## EXERCISE
Exactly reproduce the lines from the line that has "Exercise. Point out the grassy" down to the last line of the entries, inclusive.

## DATA SUPPLIED
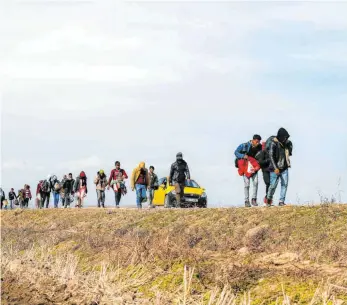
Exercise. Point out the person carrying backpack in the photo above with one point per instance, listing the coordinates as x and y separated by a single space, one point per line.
44 189
263 159
140 182
114 176
12 197
179 173
153 185
27 196
101 183
243 151
80 189
2 197
280 149
68 190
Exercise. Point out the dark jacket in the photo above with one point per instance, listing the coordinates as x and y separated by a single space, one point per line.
12 195
77 183
68 185
280 151
153 180
179 172
263 159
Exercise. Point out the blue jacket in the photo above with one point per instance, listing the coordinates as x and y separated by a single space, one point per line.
242 150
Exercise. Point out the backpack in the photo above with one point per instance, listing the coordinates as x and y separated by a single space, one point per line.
44 186
268 143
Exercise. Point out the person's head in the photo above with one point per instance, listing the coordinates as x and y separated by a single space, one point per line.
256 140
179 156
282 135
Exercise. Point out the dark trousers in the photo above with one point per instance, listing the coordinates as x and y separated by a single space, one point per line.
45 197
118 196
179 188
266 177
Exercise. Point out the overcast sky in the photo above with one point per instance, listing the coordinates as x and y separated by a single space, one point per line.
86 83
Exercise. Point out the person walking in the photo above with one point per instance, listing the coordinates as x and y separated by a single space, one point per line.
114 176
27 196
280 149
179 173
243 151
140 182
153 184
263 159
101 183
12 197
68 190
80 189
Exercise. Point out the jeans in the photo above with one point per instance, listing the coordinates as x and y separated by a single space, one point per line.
247 182
266 177
141 194
56 197
101 197
118 196
150 196
284 176
45 197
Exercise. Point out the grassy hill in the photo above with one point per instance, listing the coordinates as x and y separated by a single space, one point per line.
291 255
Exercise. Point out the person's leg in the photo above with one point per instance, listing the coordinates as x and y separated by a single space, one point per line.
284 186
138 195
102 198
118 196
255 189
246 181
273 185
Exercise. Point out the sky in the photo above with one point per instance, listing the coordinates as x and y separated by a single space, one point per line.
86 83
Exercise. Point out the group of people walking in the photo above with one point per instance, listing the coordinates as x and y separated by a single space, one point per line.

## OUTPUT
Exercise. Point out the grassy hill in the photo above with one point per instance, listing the coordinates as x and y separated by a single space, one point per line.
291 255
Exercise. Point out the person's leg in the photo above with one point per instance, listing the coordinates as x and y separated by a single space, one point per line.
284 186
138 195
102 198
118 196
255 189
246 181
273 185
Exercise. Point out the sky in the photo above with one point per instance, listing the coordinates as x and y separated by a single space, one point per line.
86 83
Exercise. Point out the group of people walking in the photo above with one point per instance, listing the coordinates as x and y separated by a single space, one point per line.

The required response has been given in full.